• _PAGE EXTRACT_:
RE: recursive spinlocks. Shoot.

Robert White (rwhite@casabyte.com)
Wed, 21 May 2003 14:56:12 -0700


/Heavy Sigh

You insist on missing the simplest of points and then dressing your response
as cannon.

Simple point 1:

We have public interfaces within the kernel. These interfaces include all
of the various whatever_ops structures (e.g. struct file_ops) and are
characterized by a list of pointers-to-functions, each with a "well known"
behavior.

Simple point 2:

We occasionally see changes to the afore mentioned, and required "well
known" behaviors, in the form of a change of responsibility for locking.
Not counting the move from the "big kernel lock" to all that came after,
whenever a definition of a routine changes from "called holding some_lock"
"no longer called with some_lock held" a whole lot of code gets stirred up.
(not the key point though...)

Simple Point 3: (The real point)

In the existing system, it is impossible to aggregate the existing code
calls under an umbrella call, if that umbrella needs the same lock as the
constituent calls.

Lets say I have a file system with a perfectly implemented unlink and a
perfectly implemented rename. Both of these routines need to exist exactly
as they are. Both of these routines need to lock the vfs dentry subsystem
(look it up.)

(slightly contrived example follows)

But now lets say that I am building a virtualization layer for, say, an
network file system, or a caching file system, or a logical volume
concatenator or something. It doesn't really matter why exactly, but lets
say that to implement some semantic requirement of the existing network file
system I need to implement a "destructive rename", that must be atomic. The
"natural solution" is to implement something that looks like

destructive_rename(...)
{
lock_dircache
underlying_ops->unlink(target_name)
underlying_ops->rename(source_name, target_name)
unlock_dircache
}

But that natural synthesis of primitives wont work because both the unlink
and the rename on the underlying file system are implemented with the
absolutely correct lock_dircache they need internally. This "natural code"
will self-deadlock.

• _RECORDS_:

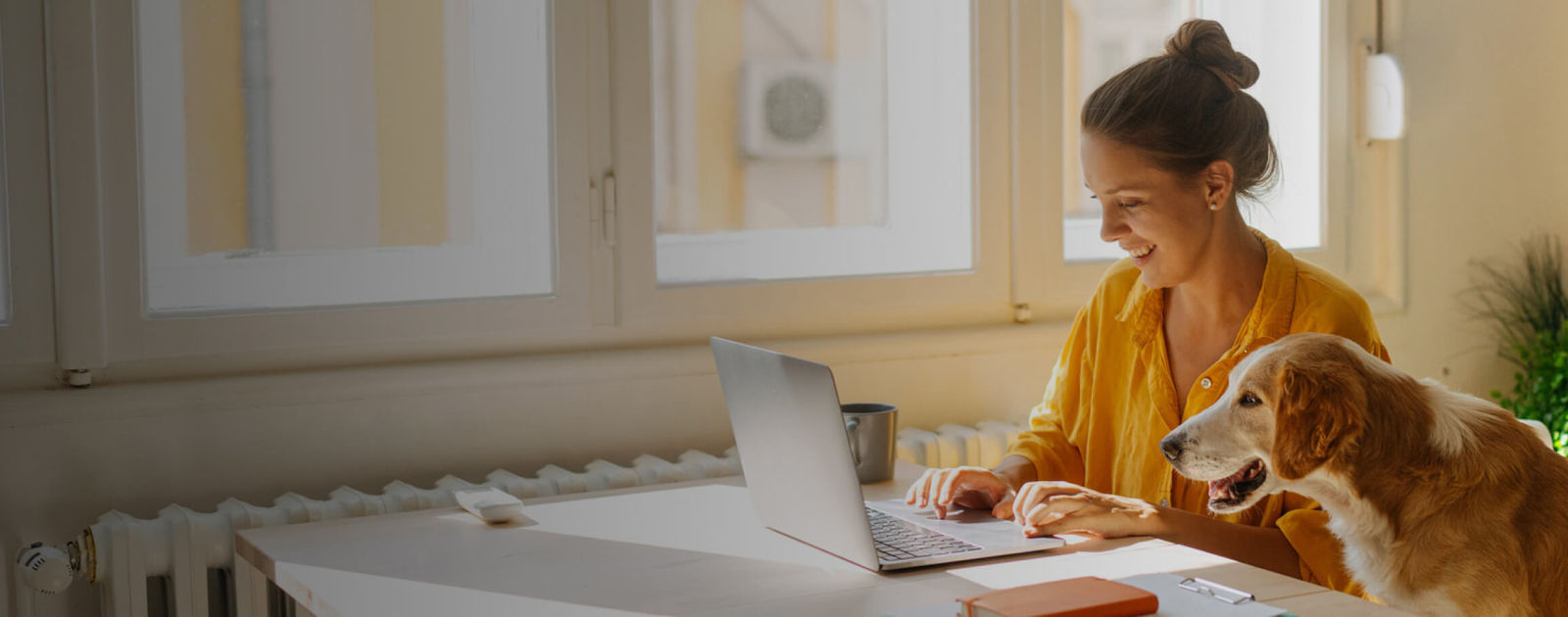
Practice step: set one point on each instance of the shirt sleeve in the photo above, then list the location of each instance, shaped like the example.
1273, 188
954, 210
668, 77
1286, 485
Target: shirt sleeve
1319, 553
1047, 441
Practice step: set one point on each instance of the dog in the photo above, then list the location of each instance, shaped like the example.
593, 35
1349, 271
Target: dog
1446, 504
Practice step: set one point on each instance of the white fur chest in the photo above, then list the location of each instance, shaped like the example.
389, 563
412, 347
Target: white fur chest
1371, 559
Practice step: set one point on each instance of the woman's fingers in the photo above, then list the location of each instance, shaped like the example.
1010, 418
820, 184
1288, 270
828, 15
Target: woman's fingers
1004, 509
961, 486
1034, 494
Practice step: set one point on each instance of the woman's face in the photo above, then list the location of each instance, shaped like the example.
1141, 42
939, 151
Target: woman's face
1160, 219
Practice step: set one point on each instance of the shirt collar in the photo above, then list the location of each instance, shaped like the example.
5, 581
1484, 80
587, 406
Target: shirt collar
1267, 321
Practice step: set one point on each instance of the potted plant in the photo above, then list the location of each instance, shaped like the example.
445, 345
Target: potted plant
1528, 308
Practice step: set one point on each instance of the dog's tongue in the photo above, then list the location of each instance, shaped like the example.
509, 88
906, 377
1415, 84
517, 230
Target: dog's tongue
1220, 488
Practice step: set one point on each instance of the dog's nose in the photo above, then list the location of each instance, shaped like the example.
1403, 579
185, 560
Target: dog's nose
1172, 447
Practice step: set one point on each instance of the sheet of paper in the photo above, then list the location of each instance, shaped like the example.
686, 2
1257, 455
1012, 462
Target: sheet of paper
725, 523
1152, 556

• _STATED EXERCISE_: Put this sentence from the recursive spinlocks post into German: "In the existing system, it is impossible to aggregate the existing code calls under an umbrella call, if that umbrella needs the same lock as the constituent calls."

• _FINAL RESULT_: Im bestehenden System ist es unmöglich, die vorhandenen Codeaufrufe unter einem übergeordneten Aufruf zusammenzufassen, wenn dieser übergeordnete Aufruf dieselbe Sperre benötigt wie die darin enthaltenen Aufrufe.